OBJECTIF A
Recopiez, dans le texte sur les origines du localisme surf, le passage allant de « Origines du localisme » jusqu'à « ou de pêche. ».

EXTRAIT FOURNI
::::::

Origines du localisme
Le localisme surf, qu'est-ce que
c'est ? Le hot local est un natif ou un habitant du cru, qui devant
l'augmentation du nombre de pratiquants surf, développe une attitude
protectionniste de type "esprit de clocher". Peu de sports génèrent
ce comportement que l'on retrouve généralement dans des activités de terroir où
des individus entrent en compétition sur un lieu de cueillette de champignons,
de chasse ou de pêche.
Pourtant, le surf est loin d'être
une activité de terroir, de même que les activités balnéaires dans leur
ensemble, phénomène contemporain. Arrivé en France dans les années 1950, le
surf reste un sport marginal jusque dans les années 1980-90.
A titre de comparaison, cette discipline existait
à Hawaï bien avant 1778. Les peuples polynésiens ont entretenu jusqu'à ce jour
un lien de symbiose avec l'océan, une culture que le colonisateur chrétien avait
étouffée pendant plusieurs siècles. Jusqu'à ce que des marginaux américains,
surnommés "les clochards des plages", redécouvrent le surf au début
du XXème siècle, prémices d'un renouveau puis d'un rayonnement mondial de la
discipline : les Etats-Unis, l'Australie, le Brésil, le Pérou qui a lui aussi connu
le surf bien avant les Français.
A l'instar de la vague qu'il
chevauche, ce sport surfe sur des tendances culturelles venues d'ailleurs.
En France, les entreprises du "surf wear" et médias spécialisés ont
revisité l'histoire du surf français en lui transposant son modèle californien.
Dès lors, un phénomène d'acculturation puissant façonne la vision qu'en ont ses
pratiquants. Le surf devient ainsi un merveilleux fourre-tout destiné à vendre
du rêve, on y met jusqu'à ce jour :
- la contre-culture de la beat-generation ;
- la figure mystifiée des Tontons Surfeurs de Biarritz, peu importe que leur origine sociale n'ait rien à voir avec la figure du beach bump californien ; le surfeur est cool, c'est inscrit dans ses gènes ;
- le mode de vie alternatif du surfeur voyageur, alors que les premiers surfeurs français voyageaient assez peu, ils vivaient leur passion en marge de leur travail et d'une vie de famille tout à fait classiques ;
- le sociologue Guillaume Guibert explique comment aux balbutiements du surf en France, la presse spécialisée, n'ayant pas grand chose à se mettre sous la dent, piocha dans ses modèles américains pour créer une mythologie du surf français ;
- en complète contradiction avec le concept de liberté, d'absence de carcans du surfeur, le surfeur compétiteur, magnifié par les marques et les magasines de surf ;
- les aspects roots et compétiteurs du surf réconciliées dans les fêtes somptueuses qui suivent le calendrier des étapes du championnat du monde de surf ;
- une certain apologie de la fête, de la bière et des drogues récréatives ;
- le rejet des valeurs marchandes qui n'empêche pas un consumérisme effréné de tout ce qui touche à l'univers du surf, matériel technique, vêtements, produits dérivés ;
- la coolitude du surf, sport et art de vivre, vecteur sans pareil de développement économique sur les côtes du monde entier, devient le sport de bourgeois en guerre contre les surfeurs qui dorment dans leur camion ;
- le surf s'alimente de ses propres contradictions ;
- les nations mères du surf, Hawaï, USA et Australie, inspirent les pratiquants du monde entier ;
- le concept de tribu surf s'effrite devant la multitude de groupes d'individus aux profils variés ;
- des compagnies surf qui radotent indéfiniment les années 1970, à travers des produits marketing issus de cette époque, tel le modèle de la planche Single Fin ;
- la culture urbaine s'invite dans l'éventail des techniques aériennes du surf, directement inspirées du skate ;
- l'esprit du surf, qui n'empêche pas la confection de t-shirts de mauvaise qualité dans des usines délocalisées en Chine et au Bangladesh, ou la violence des célèbres Black Shorts.

::::::

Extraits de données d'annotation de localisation
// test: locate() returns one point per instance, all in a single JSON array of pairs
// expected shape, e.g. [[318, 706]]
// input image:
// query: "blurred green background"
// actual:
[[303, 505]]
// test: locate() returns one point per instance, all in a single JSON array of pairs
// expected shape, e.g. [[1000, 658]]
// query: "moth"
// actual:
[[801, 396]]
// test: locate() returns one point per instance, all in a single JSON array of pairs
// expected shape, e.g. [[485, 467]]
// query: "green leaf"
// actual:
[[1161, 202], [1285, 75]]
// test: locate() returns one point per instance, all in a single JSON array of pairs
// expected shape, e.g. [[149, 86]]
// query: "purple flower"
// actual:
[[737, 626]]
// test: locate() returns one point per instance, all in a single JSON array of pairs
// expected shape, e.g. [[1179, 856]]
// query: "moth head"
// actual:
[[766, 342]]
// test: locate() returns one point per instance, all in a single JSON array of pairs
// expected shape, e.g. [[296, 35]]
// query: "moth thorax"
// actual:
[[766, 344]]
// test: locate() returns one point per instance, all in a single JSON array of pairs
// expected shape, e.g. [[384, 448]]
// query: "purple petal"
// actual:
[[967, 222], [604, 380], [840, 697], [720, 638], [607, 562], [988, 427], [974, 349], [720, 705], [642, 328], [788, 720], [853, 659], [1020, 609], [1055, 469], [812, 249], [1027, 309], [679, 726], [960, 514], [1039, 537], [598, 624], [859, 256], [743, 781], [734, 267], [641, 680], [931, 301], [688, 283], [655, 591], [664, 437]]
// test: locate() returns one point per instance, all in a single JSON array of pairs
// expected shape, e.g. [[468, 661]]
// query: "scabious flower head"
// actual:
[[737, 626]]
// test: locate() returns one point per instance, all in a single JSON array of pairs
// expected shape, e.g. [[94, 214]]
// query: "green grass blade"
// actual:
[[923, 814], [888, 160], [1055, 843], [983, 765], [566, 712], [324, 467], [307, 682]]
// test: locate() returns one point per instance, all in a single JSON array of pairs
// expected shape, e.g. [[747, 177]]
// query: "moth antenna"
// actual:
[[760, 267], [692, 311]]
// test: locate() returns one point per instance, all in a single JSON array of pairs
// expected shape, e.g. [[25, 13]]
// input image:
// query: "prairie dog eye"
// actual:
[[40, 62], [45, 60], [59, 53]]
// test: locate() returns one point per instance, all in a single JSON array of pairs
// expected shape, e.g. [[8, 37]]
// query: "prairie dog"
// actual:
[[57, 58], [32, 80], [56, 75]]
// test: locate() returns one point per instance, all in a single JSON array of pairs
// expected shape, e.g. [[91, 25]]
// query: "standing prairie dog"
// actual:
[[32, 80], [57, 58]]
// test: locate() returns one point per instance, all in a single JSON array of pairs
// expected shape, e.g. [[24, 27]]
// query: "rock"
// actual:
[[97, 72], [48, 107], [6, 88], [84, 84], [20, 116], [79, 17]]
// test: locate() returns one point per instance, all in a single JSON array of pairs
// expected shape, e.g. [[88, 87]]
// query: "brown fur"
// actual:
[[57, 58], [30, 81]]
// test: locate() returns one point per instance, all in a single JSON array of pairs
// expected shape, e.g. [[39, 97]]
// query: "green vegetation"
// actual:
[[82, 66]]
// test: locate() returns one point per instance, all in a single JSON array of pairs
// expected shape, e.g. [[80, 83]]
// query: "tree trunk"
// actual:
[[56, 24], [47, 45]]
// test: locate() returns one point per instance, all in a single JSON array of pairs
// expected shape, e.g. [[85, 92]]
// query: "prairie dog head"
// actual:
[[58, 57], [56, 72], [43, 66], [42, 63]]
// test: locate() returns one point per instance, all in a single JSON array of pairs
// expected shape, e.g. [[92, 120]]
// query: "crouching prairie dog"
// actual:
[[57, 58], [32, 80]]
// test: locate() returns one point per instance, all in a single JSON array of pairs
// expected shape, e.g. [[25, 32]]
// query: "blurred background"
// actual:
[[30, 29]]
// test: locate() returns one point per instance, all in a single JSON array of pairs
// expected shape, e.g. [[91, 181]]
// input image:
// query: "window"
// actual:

::::::

OBJECTIF B
Relevez chaque ligne des entrées où figure la chaîne « green ».

RÉPONSE FINALE A
Origines du localisme
Le localisme surf, qu'est-ce que
c'est ? Le hot local est un natif ou un habitant du cru, qui devant
l'augmentation du nombre de pratiquants surf, développe une attitude
protectionniste de type "esprit de clocher". Peu de sports génèrent
ce comportement que l'on retrouve généralement dans des activités de terroir où
des individus entrent en compétition sur un lieu de cueillette de champignons,
de chasse ou de pêche.

RÉPONSE FINALE B
// query: "blurred green background"
// query: "green leaf"
// query: "green grass blade"
// query: "green vegetation"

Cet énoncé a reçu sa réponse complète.